**Text excerpt:**
════════

Published Saturday, August 6, 2005
Some Bombs Used in Iraq Are Made in Iran, U.S. Says

By ERIC SCHMITT
New York Times

WASHINGTON, Aug. 5 - Many of the new, more sophisticated roadside bombs used to attack American and government forces in Iraq have been designed in Iran and shipped in from there, United States military and intelligence officials said Friday, raising the prospect of increased foreign help for Iraqi insurgents.

American commanders say the deadlier bombs could become more common as insurgent bomb makers learn the techniques to make the weapons themselves in Iraq.

But just as troubling is that the spread of the new weapons seems to suggest a new and unusual area of cooperation between Iranian Shiites and Iraqi Sunnis to drive American forces out - a possibility that the commanders said they could make little sense of given the increasing violence between the sects in Iraq.

Unlike the improvised explosive devices devised from Iraq's vast stockpiles of missiles, artillery shells and other arms, the new weapons are specially designed to destroy armored vehicles, military bomb experts say. The bombs feature shaped charges, which penetrate armor by focusing explosive power in a single direction and by firing a metal projectile embedded in the device into the target at high speed. The design is crude but effective if the vehicle's armor plating is struck at the correct angle, the experts said.

Since they first began appearing about two months ago, some of these devices have been seized, including one large shipment that was captured last week in northeast Iraq coming from Iran. But one senior military officer said "tens" of the devices had been smuggled in and used against allied forces, killing or wounding several Americans throughout Iraq in the past several weeks.

"These are among the most sophisticated and most lethal devices we've seen," said the senior officer, who spoke on condition of anonymity because of the delicate intelligence reports describing the bombs. "It's very serious."

Pentagon and intelligence officials say that some shipments of the new explosives have contained both components and fully manufactured devices, and may have been spirited into Iraq along the porous Iranian border by the Iranian-backed, anti-Israeli terrorist group Hezbollah, or by Iran's Revolutionary Guard. American commanders say these bombs closely matched those that Hezbollah has used against Israel.

"The devices we're seeing now have been machined," said a military official who has access to classified reporting on the insurgents' bomb-making abilities. "There is evidence of some sophistication."

American officials say they have no evidence that the Iranian government is involved. But Defense Secretary Donald H. Rumsfeld and the new United States ambassador in Baghdad, Zalmay Khalilzad, complained publicly this week about the Tehran government's harmful meddling in Iraqi affairs.

════════

(Text-to-region grounding data)
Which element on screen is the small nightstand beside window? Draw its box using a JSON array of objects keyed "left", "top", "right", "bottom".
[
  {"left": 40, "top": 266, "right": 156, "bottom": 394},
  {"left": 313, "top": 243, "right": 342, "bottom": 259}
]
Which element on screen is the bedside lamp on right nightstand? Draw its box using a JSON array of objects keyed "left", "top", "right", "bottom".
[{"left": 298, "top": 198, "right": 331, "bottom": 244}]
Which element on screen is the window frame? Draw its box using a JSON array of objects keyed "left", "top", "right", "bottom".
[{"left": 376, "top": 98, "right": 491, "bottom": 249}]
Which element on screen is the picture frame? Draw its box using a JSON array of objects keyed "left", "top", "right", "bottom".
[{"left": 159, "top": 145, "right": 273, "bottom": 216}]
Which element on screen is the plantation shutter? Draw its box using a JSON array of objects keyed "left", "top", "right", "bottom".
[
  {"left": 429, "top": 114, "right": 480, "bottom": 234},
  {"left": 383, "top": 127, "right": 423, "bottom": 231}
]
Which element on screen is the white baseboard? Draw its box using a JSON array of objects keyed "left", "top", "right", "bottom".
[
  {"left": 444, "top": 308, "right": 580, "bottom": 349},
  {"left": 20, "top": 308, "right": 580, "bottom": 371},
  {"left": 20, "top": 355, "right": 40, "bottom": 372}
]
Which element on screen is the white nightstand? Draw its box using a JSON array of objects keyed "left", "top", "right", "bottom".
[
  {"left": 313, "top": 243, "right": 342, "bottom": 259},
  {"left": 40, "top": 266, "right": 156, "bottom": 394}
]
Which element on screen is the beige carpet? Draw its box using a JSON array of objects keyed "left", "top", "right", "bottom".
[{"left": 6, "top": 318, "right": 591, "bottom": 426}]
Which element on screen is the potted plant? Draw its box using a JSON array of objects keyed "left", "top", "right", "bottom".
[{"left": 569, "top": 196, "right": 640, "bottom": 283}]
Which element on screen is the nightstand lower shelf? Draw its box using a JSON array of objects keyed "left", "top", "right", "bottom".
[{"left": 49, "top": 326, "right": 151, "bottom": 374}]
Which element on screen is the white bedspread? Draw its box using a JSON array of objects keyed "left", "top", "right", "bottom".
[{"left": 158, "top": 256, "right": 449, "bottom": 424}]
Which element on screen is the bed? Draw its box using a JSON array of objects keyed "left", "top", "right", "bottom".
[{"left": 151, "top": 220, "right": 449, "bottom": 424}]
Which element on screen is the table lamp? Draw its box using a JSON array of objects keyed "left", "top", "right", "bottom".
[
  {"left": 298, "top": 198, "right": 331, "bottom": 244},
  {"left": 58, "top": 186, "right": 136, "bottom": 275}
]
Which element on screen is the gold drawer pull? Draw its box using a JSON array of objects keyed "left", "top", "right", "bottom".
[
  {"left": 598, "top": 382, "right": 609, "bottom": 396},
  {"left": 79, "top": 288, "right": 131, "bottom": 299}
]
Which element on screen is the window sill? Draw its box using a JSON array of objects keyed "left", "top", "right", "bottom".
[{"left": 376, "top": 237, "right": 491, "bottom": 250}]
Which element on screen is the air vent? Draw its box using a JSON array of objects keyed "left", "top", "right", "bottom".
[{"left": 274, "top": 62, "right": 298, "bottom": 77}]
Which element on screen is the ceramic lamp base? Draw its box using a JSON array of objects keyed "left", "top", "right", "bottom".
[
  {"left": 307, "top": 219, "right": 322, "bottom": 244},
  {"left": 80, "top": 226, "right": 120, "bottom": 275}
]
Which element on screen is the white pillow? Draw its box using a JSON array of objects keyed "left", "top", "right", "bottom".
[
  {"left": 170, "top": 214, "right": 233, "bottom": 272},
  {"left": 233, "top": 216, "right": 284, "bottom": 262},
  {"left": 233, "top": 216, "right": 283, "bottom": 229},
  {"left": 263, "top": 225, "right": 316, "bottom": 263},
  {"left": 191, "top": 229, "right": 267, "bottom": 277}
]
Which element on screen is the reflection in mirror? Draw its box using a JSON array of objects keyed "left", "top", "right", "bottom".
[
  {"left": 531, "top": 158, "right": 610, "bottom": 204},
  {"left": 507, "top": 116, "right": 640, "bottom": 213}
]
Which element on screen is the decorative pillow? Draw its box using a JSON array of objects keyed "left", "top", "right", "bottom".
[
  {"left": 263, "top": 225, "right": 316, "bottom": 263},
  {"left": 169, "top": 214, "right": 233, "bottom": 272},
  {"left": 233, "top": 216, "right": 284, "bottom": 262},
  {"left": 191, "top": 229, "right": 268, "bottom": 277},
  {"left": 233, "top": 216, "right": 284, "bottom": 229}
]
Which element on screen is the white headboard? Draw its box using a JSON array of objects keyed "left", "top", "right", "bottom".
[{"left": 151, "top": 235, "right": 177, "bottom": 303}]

════════

**Exercise:**
Using the article on roadside bombs in Iraq, answer each question below.
1. When did the new devices first begin appearing?
2. Whose bombs do American commanders say these closely matched?
3. Which two officials complained publicly this week about the Tehran government's meddling in Iraqi affairs?

**Your solution:**
1. About two months ago.
2. Those that Hezbollah has used against Israel.
3. Defense Secretary Donald H. Rumsfeld and the new United States ambassador in Baghdad, Zalmay Khalilzad.